***** Entries provided *****

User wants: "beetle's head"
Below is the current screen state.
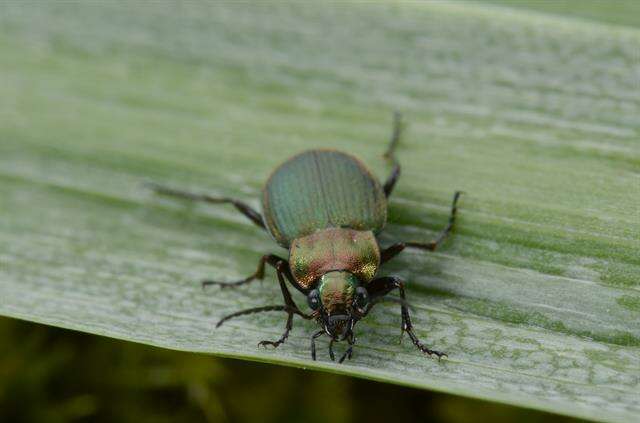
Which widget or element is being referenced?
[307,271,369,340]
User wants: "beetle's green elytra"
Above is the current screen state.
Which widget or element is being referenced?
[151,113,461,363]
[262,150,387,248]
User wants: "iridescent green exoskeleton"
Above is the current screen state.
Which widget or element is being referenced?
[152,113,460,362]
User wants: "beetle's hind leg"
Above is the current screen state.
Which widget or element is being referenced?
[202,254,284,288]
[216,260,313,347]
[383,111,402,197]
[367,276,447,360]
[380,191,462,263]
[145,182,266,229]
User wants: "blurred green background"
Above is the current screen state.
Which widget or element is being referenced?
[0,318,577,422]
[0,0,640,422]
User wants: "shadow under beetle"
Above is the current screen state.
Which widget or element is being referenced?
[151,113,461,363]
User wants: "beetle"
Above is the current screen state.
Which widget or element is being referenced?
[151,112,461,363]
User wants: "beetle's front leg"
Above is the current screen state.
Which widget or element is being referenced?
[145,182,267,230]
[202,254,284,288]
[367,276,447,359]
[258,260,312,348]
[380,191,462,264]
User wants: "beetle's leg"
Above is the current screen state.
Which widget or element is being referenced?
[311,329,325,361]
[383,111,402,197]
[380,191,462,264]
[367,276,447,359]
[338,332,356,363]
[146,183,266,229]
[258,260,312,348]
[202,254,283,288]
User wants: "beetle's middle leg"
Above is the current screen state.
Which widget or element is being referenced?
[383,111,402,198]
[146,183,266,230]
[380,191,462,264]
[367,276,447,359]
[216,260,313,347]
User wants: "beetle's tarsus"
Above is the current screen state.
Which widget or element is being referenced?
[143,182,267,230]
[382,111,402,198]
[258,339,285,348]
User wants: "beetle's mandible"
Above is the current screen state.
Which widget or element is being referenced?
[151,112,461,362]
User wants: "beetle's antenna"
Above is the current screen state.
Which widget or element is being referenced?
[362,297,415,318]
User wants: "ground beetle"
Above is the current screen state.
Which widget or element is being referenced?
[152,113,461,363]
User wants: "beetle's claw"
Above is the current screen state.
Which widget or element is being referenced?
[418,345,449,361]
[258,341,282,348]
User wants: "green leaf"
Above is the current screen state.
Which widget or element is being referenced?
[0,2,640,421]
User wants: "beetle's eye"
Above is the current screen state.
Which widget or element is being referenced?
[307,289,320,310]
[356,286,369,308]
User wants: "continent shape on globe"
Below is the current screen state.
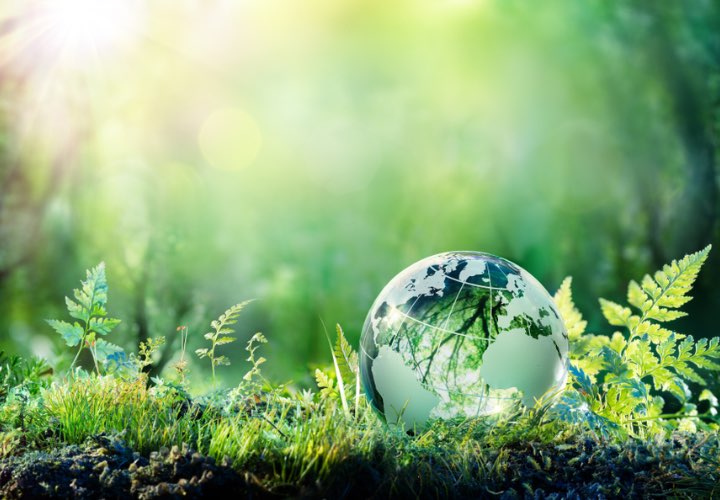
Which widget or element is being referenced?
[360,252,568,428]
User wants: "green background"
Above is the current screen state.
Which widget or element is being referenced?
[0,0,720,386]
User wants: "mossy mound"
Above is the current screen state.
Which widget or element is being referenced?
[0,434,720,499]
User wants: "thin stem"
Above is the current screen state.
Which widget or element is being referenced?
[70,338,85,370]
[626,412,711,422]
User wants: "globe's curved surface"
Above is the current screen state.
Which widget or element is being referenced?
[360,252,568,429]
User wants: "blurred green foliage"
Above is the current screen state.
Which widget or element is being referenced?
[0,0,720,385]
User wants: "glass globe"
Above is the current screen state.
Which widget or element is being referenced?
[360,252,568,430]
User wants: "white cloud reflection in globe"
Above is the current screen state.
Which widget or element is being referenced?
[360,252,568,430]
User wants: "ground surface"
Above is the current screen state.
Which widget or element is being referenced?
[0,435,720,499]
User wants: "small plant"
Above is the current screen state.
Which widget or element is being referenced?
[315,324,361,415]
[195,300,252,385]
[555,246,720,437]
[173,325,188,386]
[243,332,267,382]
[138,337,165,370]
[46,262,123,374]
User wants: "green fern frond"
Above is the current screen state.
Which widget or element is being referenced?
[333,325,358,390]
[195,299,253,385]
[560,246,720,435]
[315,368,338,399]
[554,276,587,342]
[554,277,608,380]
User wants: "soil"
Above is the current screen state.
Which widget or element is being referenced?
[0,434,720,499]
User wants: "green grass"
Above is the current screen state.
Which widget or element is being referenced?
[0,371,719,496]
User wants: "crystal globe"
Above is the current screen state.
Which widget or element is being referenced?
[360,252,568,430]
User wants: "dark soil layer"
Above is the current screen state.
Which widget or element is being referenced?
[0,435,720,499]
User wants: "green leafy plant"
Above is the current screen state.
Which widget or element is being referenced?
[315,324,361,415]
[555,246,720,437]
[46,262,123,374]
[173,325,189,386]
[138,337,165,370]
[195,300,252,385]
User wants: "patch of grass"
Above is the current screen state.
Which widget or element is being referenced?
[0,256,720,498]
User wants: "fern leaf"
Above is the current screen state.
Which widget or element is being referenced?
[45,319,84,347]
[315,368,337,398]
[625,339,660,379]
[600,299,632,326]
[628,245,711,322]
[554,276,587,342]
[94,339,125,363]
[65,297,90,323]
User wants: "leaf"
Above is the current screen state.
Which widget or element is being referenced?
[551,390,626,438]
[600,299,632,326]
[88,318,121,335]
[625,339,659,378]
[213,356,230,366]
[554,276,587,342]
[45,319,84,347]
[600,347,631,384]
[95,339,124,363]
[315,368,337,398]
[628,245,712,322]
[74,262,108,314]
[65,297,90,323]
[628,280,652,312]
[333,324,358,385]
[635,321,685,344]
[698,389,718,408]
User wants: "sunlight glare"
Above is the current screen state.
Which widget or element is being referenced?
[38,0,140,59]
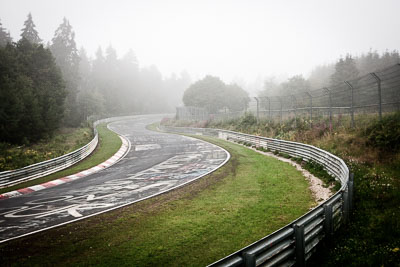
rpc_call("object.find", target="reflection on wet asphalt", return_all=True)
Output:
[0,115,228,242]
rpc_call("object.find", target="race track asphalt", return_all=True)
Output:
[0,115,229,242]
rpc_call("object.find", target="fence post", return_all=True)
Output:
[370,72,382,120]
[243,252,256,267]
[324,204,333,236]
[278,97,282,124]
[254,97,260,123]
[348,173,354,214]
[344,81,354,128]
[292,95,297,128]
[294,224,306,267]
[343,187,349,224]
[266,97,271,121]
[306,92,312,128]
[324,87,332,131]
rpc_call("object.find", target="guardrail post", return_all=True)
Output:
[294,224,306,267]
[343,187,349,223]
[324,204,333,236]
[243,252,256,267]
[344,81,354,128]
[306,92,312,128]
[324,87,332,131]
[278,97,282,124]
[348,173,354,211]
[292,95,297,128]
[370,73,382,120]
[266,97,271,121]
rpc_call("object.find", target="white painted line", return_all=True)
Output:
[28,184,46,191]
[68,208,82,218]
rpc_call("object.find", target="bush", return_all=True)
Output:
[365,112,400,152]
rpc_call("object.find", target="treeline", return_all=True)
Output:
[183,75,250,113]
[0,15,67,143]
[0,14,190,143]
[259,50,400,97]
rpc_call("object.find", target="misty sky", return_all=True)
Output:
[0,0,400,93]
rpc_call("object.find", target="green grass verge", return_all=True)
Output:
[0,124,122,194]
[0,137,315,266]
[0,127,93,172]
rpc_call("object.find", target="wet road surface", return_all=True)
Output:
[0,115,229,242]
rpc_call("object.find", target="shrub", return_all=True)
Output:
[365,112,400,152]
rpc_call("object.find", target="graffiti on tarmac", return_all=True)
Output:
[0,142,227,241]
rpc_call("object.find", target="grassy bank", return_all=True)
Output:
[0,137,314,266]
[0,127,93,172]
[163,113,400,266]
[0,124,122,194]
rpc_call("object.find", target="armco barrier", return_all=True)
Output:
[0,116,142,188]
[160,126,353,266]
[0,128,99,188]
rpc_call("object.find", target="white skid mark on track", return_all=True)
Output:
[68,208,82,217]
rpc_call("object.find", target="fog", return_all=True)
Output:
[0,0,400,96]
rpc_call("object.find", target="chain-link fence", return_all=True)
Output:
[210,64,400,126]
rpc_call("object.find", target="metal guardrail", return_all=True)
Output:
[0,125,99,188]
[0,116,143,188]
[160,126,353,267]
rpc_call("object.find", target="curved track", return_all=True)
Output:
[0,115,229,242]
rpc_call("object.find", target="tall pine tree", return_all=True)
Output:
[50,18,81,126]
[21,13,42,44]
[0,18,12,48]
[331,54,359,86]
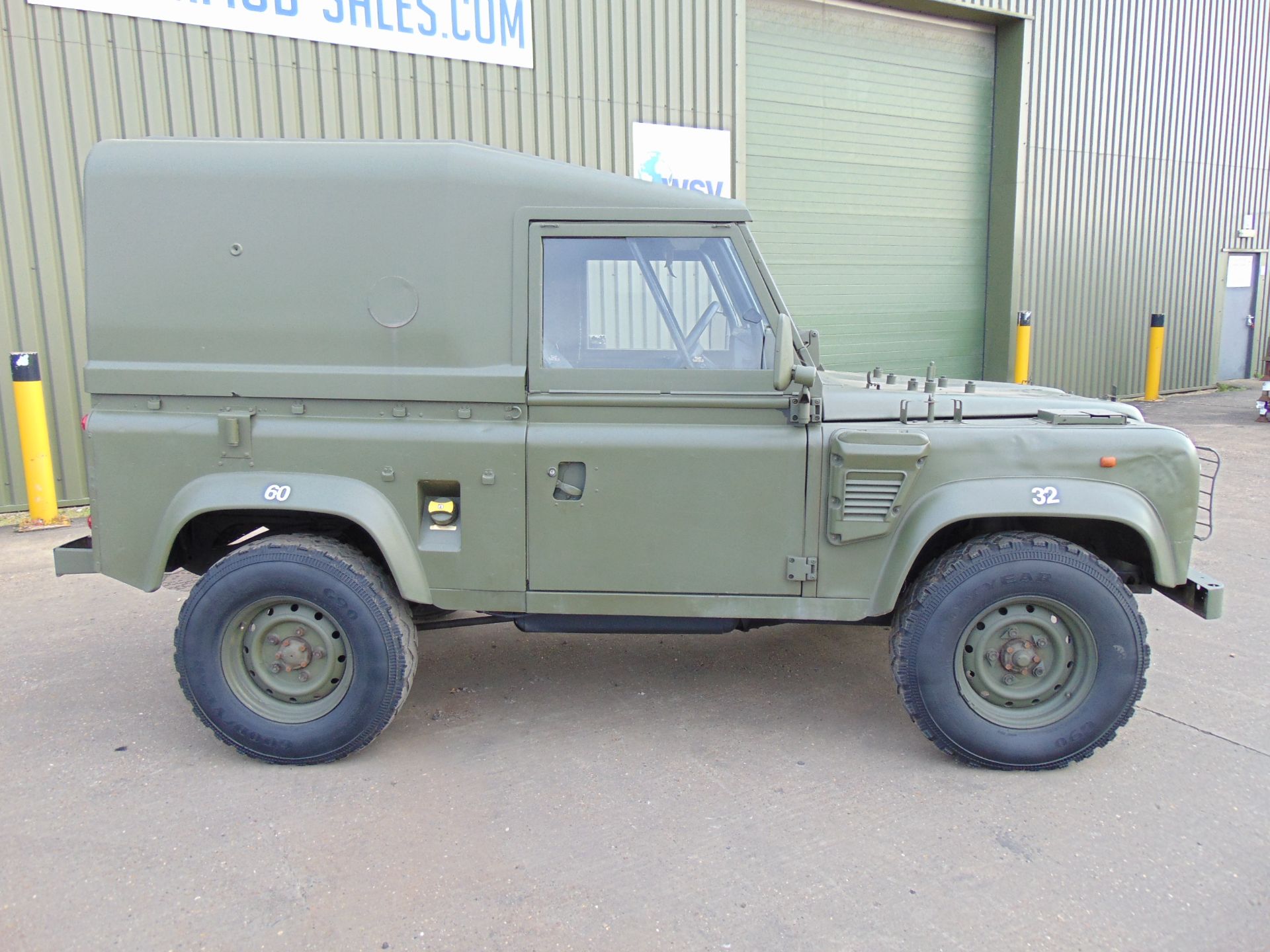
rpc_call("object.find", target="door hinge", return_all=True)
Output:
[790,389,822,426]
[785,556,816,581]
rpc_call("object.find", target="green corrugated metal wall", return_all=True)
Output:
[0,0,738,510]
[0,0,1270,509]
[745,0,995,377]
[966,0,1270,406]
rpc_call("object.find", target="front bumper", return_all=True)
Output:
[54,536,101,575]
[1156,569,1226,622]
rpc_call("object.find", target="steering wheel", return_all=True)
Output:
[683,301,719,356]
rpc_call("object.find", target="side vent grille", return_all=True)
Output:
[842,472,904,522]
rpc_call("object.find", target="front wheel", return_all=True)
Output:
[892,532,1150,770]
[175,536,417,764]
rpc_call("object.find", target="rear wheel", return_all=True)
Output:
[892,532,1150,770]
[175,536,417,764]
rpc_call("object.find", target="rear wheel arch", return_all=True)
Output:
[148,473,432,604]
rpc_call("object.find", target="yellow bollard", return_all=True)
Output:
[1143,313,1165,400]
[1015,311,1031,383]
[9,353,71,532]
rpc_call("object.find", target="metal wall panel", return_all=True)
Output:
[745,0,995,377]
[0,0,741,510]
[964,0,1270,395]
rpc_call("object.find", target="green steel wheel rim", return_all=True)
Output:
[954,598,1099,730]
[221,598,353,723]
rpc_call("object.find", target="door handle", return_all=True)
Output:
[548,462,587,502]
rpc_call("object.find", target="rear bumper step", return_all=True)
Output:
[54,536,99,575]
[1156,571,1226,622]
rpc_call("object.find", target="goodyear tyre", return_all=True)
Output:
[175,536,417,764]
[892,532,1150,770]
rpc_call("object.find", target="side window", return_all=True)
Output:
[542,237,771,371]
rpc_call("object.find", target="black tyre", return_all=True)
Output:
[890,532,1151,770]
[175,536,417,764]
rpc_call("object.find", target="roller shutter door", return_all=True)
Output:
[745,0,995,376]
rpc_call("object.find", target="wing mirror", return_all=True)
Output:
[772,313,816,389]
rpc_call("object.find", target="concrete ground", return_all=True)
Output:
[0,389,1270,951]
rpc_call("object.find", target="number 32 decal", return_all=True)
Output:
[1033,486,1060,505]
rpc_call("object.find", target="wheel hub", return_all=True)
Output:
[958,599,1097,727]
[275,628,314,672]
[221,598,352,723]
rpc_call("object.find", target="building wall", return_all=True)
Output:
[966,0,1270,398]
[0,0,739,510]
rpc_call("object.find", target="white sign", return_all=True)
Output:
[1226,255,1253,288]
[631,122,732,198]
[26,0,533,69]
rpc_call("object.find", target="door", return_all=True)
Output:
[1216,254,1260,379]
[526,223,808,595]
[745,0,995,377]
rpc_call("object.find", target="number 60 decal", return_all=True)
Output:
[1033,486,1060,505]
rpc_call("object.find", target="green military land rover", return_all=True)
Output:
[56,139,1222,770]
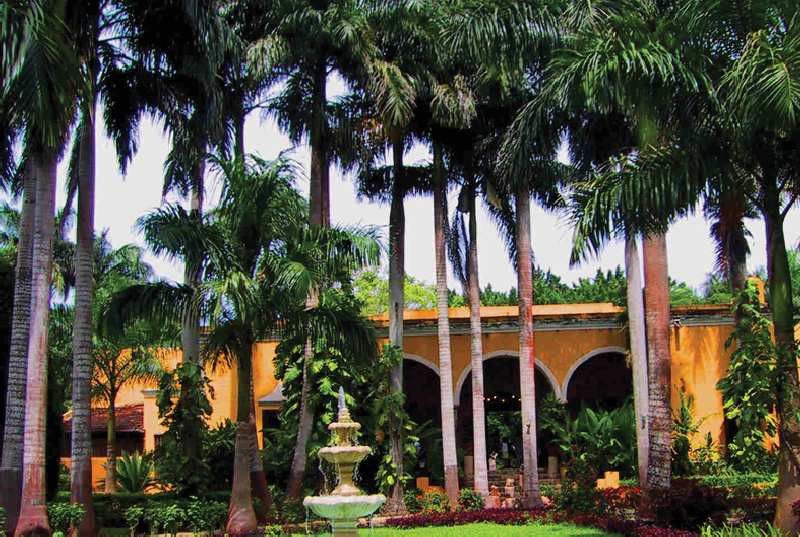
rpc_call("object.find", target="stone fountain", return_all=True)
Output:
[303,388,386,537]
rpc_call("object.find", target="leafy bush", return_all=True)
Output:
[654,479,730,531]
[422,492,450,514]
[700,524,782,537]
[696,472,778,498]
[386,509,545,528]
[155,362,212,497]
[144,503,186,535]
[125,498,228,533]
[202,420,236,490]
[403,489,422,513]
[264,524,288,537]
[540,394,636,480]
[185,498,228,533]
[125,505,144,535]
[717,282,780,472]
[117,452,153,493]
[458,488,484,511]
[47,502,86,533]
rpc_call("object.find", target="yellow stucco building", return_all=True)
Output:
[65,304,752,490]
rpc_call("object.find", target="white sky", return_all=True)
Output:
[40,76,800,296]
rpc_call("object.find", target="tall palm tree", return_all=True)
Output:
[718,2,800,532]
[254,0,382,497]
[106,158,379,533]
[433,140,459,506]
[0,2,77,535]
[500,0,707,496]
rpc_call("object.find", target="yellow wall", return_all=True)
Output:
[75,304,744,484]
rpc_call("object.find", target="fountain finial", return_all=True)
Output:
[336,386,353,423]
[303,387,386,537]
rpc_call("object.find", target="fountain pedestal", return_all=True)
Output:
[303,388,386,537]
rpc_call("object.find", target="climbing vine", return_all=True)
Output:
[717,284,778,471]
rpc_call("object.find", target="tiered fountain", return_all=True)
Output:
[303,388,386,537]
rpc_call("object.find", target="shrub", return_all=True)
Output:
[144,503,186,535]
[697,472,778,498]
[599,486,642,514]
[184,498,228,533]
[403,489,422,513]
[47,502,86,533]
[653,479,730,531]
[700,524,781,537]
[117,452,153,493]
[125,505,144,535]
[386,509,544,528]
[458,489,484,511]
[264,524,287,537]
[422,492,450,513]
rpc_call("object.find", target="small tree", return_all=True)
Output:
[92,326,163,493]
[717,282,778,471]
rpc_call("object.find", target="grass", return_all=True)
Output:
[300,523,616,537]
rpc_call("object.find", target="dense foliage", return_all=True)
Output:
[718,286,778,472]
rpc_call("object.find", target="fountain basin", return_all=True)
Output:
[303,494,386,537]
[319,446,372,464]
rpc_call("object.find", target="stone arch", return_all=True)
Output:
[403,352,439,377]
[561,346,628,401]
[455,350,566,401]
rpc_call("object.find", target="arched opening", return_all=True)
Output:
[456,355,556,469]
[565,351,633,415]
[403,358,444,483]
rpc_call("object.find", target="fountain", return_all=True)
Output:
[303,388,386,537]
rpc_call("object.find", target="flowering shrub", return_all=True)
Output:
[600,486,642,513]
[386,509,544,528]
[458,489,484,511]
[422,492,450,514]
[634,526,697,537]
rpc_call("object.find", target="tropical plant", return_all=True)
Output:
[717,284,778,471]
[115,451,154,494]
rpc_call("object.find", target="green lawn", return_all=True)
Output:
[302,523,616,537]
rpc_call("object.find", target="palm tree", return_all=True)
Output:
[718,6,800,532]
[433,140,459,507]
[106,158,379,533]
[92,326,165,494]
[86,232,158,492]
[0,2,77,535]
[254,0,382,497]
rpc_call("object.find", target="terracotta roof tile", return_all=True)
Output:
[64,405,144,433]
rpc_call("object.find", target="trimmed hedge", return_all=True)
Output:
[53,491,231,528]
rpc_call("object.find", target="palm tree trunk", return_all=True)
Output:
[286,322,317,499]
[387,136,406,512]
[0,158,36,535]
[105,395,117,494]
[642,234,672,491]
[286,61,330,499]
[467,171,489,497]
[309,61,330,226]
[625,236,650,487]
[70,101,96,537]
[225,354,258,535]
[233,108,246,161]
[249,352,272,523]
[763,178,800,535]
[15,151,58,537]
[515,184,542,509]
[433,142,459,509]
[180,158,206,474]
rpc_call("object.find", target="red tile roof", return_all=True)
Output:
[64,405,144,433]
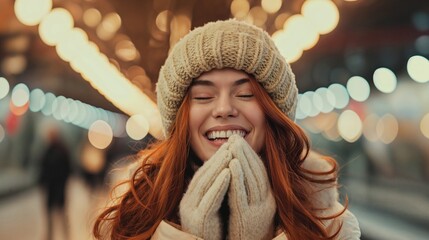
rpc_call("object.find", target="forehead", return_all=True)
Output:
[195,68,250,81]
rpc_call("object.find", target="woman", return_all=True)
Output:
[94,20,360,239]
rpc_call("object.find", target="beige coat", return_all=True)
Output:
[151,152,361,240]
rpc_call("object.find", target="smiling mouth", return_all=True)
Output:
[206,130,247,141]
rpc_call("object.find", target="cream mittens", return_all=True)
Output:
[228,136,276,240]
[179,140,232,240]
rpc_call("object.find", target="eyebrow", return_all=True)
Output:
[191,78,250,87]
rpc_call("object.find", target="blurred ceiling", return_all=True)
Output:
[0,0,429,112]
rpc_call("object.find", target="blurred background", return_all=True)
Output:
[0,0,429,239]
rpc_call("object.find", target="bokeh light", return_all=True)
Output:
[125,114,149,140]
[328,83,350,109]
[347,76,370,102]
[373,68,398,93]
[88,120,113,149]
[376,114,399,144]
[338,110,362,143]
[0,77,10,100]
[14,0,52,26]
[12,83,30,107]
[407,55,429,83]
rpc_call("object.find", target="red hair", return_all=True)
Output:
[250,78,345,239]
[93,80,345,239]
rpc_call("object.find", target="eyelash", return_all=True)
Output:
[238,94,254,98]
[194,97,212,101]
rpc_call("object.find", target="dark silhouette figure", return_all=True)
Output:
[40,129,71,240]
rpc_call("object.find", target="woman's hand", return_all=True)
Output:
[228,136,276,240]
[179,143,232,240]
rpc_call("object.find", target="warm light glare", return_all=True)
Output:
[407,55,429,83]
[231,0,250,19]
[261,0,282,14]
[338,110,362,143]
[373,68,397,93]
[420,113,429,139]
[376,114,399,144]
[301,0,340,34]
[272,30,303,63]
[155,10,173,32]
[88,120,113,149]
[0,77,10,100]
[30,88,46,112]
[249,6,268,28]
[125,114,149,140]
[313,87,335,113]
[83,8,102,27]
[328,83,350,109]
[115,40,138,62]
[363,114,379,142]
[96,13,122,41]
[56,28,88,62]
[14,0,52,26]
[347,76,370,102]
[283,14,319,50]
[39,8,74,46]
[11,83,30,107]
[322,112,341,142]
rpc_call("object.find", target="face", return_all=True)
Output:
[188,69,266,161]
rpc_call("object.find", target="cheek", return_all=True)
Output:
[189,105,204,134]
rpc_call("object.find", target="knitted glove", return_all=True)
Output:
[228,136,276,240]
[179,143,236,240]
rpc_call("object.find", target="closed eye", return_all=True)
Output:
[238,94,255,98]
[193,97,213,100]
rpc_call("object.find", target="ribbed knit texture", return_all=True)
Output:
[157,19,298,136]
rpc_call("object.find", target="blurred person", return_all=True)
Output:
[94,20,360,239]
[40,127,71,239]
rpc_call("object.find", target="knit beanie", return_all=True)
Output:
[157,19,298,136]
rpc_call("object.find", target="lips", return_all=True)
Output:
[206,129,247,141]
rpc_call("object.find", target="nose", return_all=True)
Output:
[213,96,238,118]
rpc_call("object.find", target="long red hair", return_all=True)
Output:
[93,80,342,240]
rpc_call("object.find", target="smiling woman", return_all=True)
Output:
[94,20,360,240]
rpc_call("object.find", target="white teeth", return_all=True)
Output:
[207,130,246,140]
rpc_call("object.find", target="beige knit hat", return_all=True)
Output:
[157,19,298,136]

*****

_Task details:_ Write out the entries word for word from the beginning through the line that contains "[262,150,387,248]". Leave the pictures out.

_Written solution:_
User wants: "beetle's head"
Below is the current screen state.
Which widget or element is being referenced?
[307,271,369,340]
User wants: "beetle's green elytra"
Above is the current screen state.
Which widget or element is being referenced?
[151,113,461,363]
[262,150,387,248]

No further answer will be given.